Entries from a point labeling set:
********************

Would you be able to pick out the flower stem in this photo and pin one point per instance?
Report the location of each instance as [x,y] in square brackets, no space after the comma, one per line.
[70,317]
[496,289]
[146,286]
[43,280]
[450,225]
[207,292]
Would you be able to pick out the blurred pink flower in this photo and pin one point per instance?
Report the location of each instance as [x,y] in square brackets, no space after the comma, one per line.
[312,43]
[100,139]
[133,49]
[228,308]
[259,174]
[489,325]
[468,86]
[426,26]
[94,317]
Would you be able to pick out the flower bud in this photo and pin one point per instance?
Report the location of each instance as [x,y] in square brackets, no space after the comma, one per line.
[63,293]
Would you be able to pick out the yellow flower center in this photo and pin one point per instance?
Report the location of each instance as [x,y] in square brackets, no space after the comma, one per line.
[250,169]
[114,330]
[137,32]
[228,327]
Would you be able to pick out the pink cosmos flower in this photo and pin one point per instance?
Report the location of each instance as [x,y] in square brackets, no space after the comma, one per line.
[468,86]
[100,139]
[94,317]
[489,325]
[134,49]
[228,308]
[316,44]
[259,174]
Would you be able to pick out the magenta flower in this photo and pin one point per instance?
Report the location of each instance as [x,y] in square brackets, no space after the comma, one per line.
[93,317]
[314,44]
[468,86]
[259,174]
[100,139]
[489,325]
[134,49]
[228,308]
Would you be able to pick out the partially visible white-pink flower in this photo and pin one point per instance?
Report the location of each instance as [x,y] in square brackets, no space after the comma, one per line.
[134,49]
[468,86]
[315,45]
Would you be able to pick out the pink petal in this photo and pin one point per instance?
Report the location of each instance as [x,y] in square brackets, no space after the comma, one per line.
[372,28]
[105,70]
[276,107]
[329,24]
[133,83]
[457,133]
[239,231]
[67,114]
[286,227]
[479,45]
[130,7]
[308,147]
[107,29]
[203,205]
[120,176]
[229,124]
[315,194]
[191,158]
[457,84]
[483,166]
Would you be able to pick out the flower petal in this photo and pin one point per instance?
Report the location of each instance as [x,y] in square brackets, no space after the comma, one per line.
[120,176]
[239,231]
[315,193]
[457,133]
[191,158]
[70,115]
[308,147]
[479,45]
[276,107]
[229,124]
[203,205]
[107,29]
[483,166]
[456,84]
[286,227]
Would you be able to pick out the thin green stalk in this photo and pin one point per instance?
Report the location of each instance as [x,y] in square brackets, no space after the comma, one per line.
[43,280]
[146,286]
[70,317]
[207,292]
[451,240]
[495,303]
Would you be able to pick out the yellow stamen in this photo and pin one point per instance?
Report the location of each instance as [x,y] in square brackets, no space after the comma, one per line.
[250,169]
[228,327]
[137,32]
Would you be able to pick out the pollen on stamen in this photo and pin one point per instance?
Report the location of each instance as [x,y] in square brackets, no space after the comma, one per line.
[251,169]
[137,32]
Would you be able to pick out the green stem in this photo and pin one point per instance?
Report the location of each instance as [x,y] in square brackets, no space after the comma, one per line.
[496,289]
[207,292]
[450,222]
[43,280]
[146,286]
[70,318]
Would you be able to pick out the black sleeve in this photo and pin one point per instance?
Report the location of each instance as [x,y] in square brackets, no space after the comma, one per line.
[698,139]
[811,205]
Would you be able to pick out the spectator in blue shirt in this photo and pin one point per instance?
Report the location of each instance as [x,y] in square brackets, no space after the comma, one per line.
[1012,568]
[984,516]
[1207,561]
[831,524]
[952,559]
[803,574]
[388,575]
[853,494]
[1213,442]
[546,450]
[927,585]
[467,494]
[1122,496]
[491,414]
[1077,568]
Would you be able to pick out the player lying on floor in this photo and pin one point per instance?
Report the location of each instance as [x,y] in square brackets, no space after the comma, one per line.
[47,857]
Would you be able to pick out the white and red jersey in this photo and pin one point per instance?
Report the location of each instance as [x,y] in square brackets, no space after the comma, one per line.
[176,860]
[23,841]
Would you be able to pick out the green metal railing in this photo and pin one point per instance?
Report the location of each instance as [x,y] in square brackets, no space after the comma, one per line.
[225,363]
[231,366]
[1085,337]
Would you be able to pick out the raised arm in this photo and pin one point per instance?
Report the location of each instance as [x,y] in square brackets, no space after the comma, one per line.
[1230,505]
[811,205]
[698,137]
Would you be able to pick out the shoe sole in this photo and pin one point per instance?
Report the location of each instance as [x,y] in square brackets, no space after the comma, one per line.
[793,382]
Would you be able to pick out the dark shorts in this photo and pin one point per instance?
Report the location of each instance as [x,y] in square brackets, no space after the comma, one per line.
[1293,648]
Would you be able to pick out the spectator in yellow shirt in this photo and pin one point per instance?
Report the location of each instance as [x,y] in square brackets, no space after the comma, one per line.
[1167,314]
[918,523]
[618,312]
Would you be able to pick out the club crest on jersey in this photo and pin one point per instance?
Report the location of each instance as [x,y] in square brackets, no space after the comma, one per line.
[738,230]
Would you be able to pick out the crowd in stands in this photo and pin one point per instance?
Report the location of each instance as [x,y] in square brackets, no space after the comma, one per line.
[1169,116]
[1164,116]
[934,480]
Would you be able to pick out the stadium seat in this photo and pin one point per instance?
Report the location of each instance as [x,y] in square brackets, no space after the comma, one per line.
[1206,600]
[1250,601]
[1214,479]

********************

◆ CHALLENGE
Write out the entries above unchanged, starting at the line that contains "Would you be able to pick out the spectator in yellow" and ending at the very last line of the entries, with both of those lines included.

◆ RESPONSE TO THIS TASK
Would you be able to pick out the spectator in yellow shirt in this photo and pin one point per instance?
Report the location of each instance as [x,y] in square brackets, no space after the comma, one per line.
[1167,314]
[918,523]
[618,312]
Would you be able to pick out the club crest on jersey in this photo and pin one point per instance?
Report the location of each instance as [x,y] in square brackets, no space after the comma, one per line.
[738,230]
Would you be able to pick out the crowd in stands in this photo and pin one point per instance?
Report the location of each instance as [x,y] in square brackets, no space after the comma, one per line.
[1169,116]
[1164,116]
[934,480]
Would you be able to pick out the stadium seat in this photo and pin one point per instance?
Report the location of each instance as [x,y] in square brackets, no space after the comma, one per line.
[1206,600]
[1250,601]
[1214,479]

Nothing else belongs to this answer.